Concurrent and/or sequential use of Tobramycin Inhalation Solution with other drugs with neurotoxic, nephrotoxic, or ototoxic potential should be avoided.
Some diuretics can enhance aminoglycoside toxicity by altering antibiotic concentrations in serum and tissue. Therefore, Tobramycin Inhalation Solution should not be administered concomitantly with ethacrynic acid, furosemide, urea, or intravenous mannitol. The interaction between inhaled mannitol and Tobramycin Inhalation Solution has not been evaluated.
Aminoglycosides can cause fetal harm. Published literature reports that use of streptomycin, an aminoglycoside, can cause total, irreversible, bilateral congenital deafness when administered to a pregnant woman [Warnings and Precautions (5.6)]. Although there are no available data on use of Tobramycin Inhalation Solution in pregnant women to be able to inform a drug-associated risk of major birth defects, miscarriage, or adverse maternal or fetal outcomes, systemic absorption of tobramycin following inhaled administration is expected to be minimal [see Clinical Pharmacology (12.3)]. There are risks to the mother associated with cystic fibrosis in pregnancy (see Clinical Considerations). In animal reproduction studies with subcutaneous administration of tobramycin in pregnant rats and rabbits during organogenesis there were no adverse developmental outcomes; however, ototoxicity was not evaluated in the offspring from these studies (see Data). Advise pregnant women of the potential risk to a fetus.
The estimated background risk of major birth defects and miscarriage for the indicated populations are unknown. All pregnancies have a background risk of birth defect, loss, or other adverse outcomes. In the U.S. general population, the estimated background risk of major birth defects and miscarriage in clinically recognized pregnancies is 2 to 4% and 15 to 20%, respectively.
Disease-Associated Maternal and/or Embryo/Fetal Risk
Cystic fibrosis may increase the risk for preterm delivery.
No reproduction toxicology studies have been conducted with inhaled tobramycin. However, subcutaneous administration of tobramycin at doses of up to 100 (rat) or 20 (rabbit) mg/kg/day during organogenesis was not associated with adverse developmental outcomes. Subcutaneous doses of tobramycin ≥ 40mg/kg/day were severely maternally toxic to rabbits and precluded the evaluation of adverse developmental outcomes. Ototoxicity was not evaluated in offspring during nonclinical reproductive toxicity studies with tobramycin.

- [Record extracts]
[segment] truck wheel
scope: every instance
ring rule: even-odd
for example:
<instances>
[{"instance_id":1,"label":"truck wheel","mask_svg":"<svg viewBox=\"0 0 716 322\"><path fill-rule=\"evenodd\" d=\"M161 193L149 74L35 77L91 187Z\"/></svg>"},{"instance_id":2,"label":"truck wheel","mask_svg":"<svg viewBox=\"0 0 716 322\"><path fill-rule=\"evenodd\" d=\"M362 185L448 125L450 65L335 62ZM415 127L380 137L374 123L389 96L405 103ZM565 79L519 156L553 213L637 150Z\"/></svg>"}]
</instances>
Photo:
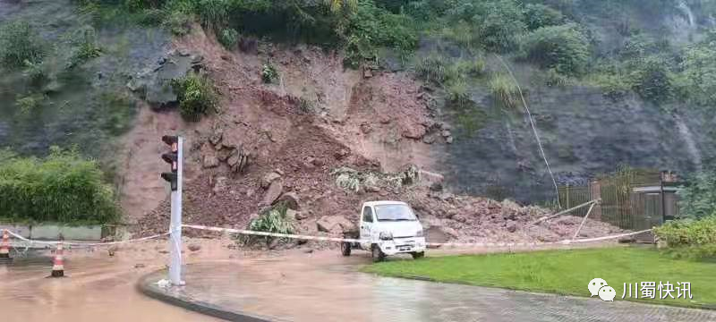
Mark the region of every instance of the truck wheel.
<instances>
[{"instance_id":1,"label":"truck wheel","mask_svg":"<svg viewBox=\"0 0 716 322\"><path fill-rule=\"evenodd\" d=\"M386 254L383 253L383 250L380 250L378 245L373 245L371 254L372 255L374 263L382 261L386 258Z\"/></svg>"},{"instance_id":2,"label":"truck wheel","mask_svg":"<svg viewBox=\"0 0 716 322\"><path fill-rule=\"evenodd\" d=\"M413 259L419 259L425 257L425 251L421 251L421 252L413 251L410 253L410 255L413 255Z\"/></svg>"},{"instance_id":3,"label":"truck wheel","mask_svg":"<svg viewBox=\"0 0 716 322\"><path fill-rule=\"evenodd\" d=\"M341 242L341 254L343 256L351 256L351 243L348 242Z\"/></svg>"}]
</instances>

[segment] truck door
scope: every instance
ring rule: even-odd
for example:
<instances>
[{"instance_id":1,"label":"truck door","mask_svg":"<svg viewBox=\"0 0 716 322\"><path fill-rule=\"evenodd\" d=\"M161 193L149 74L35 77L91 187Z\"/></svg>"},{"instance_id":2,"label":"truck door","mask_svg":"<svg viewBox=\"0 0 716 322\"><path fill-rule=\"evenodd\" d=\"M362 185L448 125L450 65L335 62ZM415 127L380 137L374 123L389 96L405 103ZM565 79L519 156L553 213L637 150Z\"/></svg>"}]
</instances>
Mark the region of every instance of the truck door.
<instances>
[{"instance_id":1,"label":"truck door","mask_svg":"<svg viewBox=\"0 0 716 322\"><path fill-rule=\"evenodd\" d=\"M363 249L371 247L371 230L373 226L373 208L370 206L363 207L361 216L361 243Z\"/></svg>"}]
</instances>

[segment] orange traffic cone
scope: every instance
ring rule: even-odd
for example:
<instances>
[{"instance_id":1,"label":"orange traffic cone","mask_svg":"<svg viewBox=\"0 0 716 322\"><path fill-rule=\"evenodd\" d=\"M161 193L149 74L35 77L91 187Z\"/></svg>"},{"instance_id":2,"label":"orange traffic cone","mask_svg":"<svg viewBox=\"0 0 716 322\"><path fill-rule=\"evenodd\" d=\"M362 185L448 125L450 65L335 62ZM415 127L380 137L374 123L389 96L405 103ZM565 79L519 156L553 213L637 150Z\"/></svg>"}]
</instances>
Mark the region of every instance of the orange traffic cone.
<instances>
[{"instance_id":1,"label":"orange traffic cone","mask_svg":"<svg viewBox=\"0 0 716 322\"><path fill-rule=\"evenodd\" d=\"M52 277L64 276L64 263L63 261L62 241L57 242L57 250L55 252L55 258L52 261Z\"/></svg>"},{"instance_id":2,"label":"orange traffic cone","mask_svg":"<svg viewBox=\"0 0 716 322\"><path fill-rule=\"evenodd\" d=\"M10 235L7 229L3 230L3 242L0 242L0 258L10 258Z\"/></svg>"}]
</instances>

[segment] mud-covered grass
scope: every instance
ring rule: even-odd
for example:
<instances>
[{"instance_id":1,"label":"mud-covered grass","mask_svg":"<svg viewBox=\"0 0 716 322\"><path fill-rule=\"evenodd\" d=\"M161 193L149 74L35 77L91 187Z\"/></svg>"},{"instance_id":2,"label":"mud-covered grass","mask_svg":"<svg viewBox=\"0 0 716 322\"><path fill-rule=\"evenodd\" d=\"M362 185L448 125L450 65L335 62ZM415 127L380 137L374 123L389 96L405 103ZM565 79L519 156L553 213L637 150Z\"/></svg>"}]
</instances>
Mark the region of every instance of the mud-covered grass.
<instances>
[{"instance_id":1,"label":"mud-covered grass","mask_svg":"<svg viewBox=\"0 0 716 322\"><path fill-rule=\"evenodd\" d=\"M396 260L372 265L365 272L387 276L429 278L436 282L501 287L588 297L587 284L602 278L617 292L614 301L647 301L697 308L716 307L716 264L671 258L646 247L545 250ZM672 299L658 289L667 281L691 283L691 300ZM629 297L629 284L654 282L657 299ZM625 285L626 293L622 299ZM678 292L671 294L676 298ZM593 301L601 301L594 296Z\"/></svg>"}]
</instances>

- [Problems and tasks]
**1.** Copy the part of the tobramycin text that opens with the words containing "Some diuretics can" and closes with "not been evaluated.".
**2.** Decide whether each statement agrees with the tobramycin text, answering yes or no and quoting the deciding words: (a) The interaction between inhaled mannitol and Tobramycin Inhalation Solution has been evaluated. (b) Cystic fibrosis may increase the risk for preterm delivery. (c) Subcutaneous doses of tobramycin of 40 mg/kg/day or more were severely maternally toxic to rats.

- [Expected responses]
**1.**
Some diuretics can enhance aminoglycoside toxicity by altering antibiotic concentrations in serum and tissue. Therefore, Tobramycin Inhalation Solution should not be administered concomitantly with ethacrynic acid, furosemide, urea, or intravenous mannitol. The interaction between inhaled mannitol and Tobramycin Inhalation Solution has not been evaluated.

**2.**
(a) No: "The interaction between inhaled mannitol and Tobramycin Inhalation Solution has not been evaluated."
(b) Yes: "Cystic fibrosis may increase the risk for preterm delivery."
(c) No: "Subcutaneous doses of tobramycin ≥ 40mg/kg/day were severely maternally toxic to rabbits"